- **Exercise instructions**
Every entry needs to be duplicated exactly.

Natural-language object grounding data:
*****
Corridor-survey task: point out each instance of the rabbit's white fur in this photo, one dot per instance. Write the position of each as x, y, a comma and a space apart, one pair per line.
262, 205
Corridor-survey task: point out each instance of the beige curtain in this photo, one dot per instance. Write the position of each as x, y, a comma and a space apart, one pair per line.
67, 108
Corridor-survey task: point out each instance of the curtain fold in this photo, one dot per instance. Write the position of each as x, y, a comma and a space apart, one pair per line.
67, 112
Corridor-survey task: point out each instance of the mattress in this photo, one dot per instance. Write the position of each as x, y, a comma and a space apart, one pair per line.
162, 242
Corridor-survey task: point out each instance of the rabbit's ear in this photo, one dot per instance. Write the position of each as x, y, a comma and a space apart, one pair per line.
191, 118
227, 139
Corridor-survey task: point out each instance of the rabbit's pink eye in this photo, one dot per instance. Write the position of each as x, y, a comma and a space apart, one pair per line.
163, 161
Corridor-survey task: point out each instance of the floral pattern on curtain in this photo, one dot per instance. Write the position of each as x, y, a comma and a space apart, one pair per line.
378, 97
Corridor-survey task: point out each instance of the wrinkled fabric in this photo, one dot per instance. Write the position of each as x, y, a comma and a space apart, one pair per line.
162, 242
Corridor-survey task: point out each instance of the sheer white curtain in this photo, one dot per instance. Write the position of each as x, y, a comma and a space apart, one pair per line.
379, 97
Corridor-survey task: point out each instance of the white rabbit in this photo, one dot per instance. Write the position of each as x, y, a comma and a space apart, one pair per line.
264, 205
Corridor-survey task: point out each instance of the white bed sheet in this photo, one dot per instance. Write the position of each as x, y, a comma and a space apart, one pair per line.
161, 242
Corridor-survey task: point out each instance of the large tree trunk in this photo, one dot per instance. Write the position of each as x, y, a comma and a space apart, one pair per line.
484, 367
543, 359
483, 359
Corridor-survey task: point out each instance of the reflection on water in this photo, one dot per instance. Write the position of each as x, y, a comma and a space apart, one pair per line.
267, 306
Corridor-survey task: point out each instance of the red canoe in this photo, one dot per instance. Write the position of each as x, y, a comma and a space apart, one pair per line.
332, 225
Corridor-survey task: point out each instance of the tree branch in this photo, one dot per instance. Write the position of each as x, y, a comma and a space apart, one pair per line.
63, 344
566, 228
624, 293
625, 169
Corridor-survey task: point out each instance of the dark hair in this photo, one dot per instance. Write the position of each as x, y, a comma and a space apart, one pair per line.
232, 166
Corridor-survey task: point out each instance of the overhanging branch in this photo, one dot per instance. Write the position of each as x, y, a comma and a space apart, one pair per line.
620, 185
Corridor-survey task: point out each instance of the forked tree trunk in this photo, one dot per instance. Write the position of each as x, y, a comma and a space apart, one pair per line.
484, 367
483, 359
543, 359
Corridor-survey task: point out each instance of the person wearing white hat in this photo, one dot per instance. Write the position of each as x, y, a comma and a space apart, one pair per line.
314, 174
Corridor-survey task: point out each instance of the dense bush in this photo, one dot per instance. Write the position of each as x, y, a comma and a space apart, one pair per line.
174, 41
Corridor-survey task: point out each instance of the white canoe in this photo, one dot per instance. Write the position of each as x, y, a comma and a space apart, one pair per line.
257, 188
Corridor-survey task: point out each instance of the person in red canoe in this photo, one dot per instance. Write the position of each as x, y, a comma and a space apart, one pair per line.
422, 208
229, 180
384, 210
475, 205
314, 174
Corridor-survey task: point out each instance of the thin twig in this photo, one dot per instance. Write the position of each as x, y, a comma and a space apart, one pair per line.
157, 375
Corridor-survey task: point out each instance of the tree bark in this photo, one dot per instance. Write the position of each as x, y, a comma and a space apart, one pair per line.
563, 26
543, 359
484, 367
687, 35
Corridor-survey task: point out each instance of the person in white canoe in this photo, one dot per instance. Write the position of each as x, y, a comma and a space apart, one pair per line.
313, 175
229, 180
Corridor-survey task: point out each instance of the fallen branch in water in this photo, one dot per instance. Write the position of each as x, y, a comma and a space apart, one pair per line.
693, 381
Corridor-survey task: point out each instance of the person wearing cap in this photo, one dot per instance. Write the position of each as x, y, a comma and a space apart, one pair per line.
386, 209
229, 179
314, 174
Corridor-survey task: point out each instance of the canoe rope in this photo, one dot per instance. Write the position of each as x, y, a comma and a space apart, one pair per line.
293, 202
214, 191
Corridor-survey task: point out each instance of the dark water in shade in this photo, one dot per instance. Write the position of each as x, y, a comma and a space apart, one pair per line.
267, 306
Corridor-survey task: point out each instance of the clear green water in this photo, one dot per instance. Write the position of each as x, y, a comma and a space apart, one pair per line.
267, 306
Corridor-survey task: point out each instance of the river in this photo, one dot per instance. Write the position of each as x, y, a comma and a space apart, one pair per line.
*****
- **Response to the task**
Corridor-survey task: point out each instance of the rabbit's white fur in this photo, one dot per instance. Write the position of each as x, y, a comma and a space apart, one pair per line.
262, 205
Corridor-survey task: point out each instance of the beige curtain in this photo, one dot per instance. Write the position of each as x, y, a comma and a space apart, one pair per line.
67, 108
Corridor-survey task: point out each instance of the curtain fold in this photo, one dot per instance. Write the position of each as x, y, a comma and a space apart, one pair per line.
67, 112
Corridor-survey task: point out each instance of the mattress in this photo, one dot per instance. Write the position of each as x, y, a comma and a space apart, one pair per line.
162, 242
Corridor-survey task: point out each instance of the rabbit's ear in this photo, one dot per instance. Write the position of each as x, y, a comma and a space apart, one pair per line.
191, 118
227, 139
Corridor-survey task: point out each instance of the rabbit's pink eye in this photo, one dot per instance. Write the position of each as x, y, a comma and a space apart, one pair per line.
163, 161
Corridor-survey task: point out each instance of the floral pattern on curtain in this photo, one dot per instance. Write the position of each as x, y, a comma and a space apart, one pair per line.
378, 97
Corridor-survey task: point out each instance of the wrinkled fabric in this photo, one dot per instance. Write the position of each as x, y, a comma and a space apart, one pair per line.
162, 242
Corridor-survey task: point out each instance of the sheer white curtain in this photo, one dot per instance. Write the position of each as x, y, a comma and a space apart, one pair per line.
379, 97
Corridor-survey task: point out each instance of the white rabbit in this photo, one dot per instance. Write the position of each as x, y, a comma and a space apart, one pair per line.
264, 205
Corridor-survey task: point out each instance of the white bed sheet in this photo, one dot per instance. Write the position of each as x, y, a comma and a space apart, one pair per line.
161, 242
Corridor-survey task: point out each instance of the large tree trunk in this photo, one dot per instance. Write the position of each as x, y, a comma and a space apart, one pair per line.
484, 367
543, 359
483, 359
Corridor-survey task: point out each instance of the reflection on water in this photo, one dot per instance. Write the position of each as x, y, a comma and a space apart, one pair per line.
267, 306
Corridor-survey task: point out each instance of the red canoe in this photo, one dot per instance. Write the position of each as x, y, a comma and a space apart, one pair per line.
332, 225
Corridor-survey task: point out each instance of the tree branch in this photo, one dot per instance. Write the position of each as x, y, a comma and a space apart, one pair per line.
63, 344
566, 228
624, 293
625, 169
Corridor-survey task: point out each instance of the dark hair in this photo, one dot per instance. Write the position of each as x, y, a comma and a space apart, one pair per line.
232, 166
Corridor-survey task: point out each instance of the overhanging branch in this photo, one dot per instance. Write the position of each as x, y, a comma and a space apart, one pair per line.
620, 185
Corridor-survey task: point out each instance of the forked tree trunk in this photo, one dot per instance. Write the position of each as x, y, a comma and a space apart, one pair per line.
484, 367
483, 359
543, 359
Corridor-survey task: point out each instance of the person wearing white hat in this photo, one dot per instance. Write the position of each as x, y, a comma and a space apart, one pair per line.
314, 174
Corridor-survey task: point out each instance of the dense bush in this photo, one dot per instance. Write the position of each as x, y, a comma and a space apart, one pair per line.
174, 41
Corridor-survey task: point out each instance of the white canoe in this photo, one dot per instance. Write the position of each as x, y, a comma and a space apart, one pair per line.
257, 188
Corridor-survey task: point out each instance of the person in red canoe in this photo, one dot per instance. Write the position of each as x, y, a comma and a space apart, one pair per line.
422, 208
229, 180
384, 210
475, 205
314, 174
Corridor-survey task: point out each instance of the thin twig in this photo, one dot per instance. Write the position of each as x, y, a comma and a space apart, one pair per line.
157, 375
Corridor-survey task: point out each instance of the tree bark in this photo, one dot per instance. Write the position of each as x, y, a comma and a space apart, one pair per line.
563, 26
543, 359
484, 367
687, 35
Corridor-survey task: point out each instance of the person in white canoe in this photo, one dot per instance. Write the position of each as x, y, a comma and a space apart, one pair per line.
313, 175
229, 180
Corridor-survey task: point out each instance of the fallen branch in water in this photo, one dot per instance. Write the position of each as x, y, a comma and a space apart, one pair per line.
693, 381
Corridor-survey task: point out each instance of the person wearing cap in this photo, one dot per instance. Write the position of each as x, y, a comma and a space apart, one pair per line.
386, 209
229, 179
314, 174
Corridor-survey task: point out each instance of the canoe rope in this photo, one dot per instance. Write the position of each as x, y, a comma and a space apart, one pair per line.
293, 202
214, 191
Corridor-survey task: point out each instance of the dark water in shade in this photo, one dot per instance. Write the position of each as x, y, a comma and a space apart, one pair per line.
267, 306
Corridor-survey task: point out each instance of the clear green water in this photo, one dot per instance. Write the position of each as x, y, a comma and a space apart, one pair per line.
267, 306
Corridor-survey task: point out each instance of the river in this photo, one dot per instance. Write the position of each as x, y, a comma and a space apart, one pair per line.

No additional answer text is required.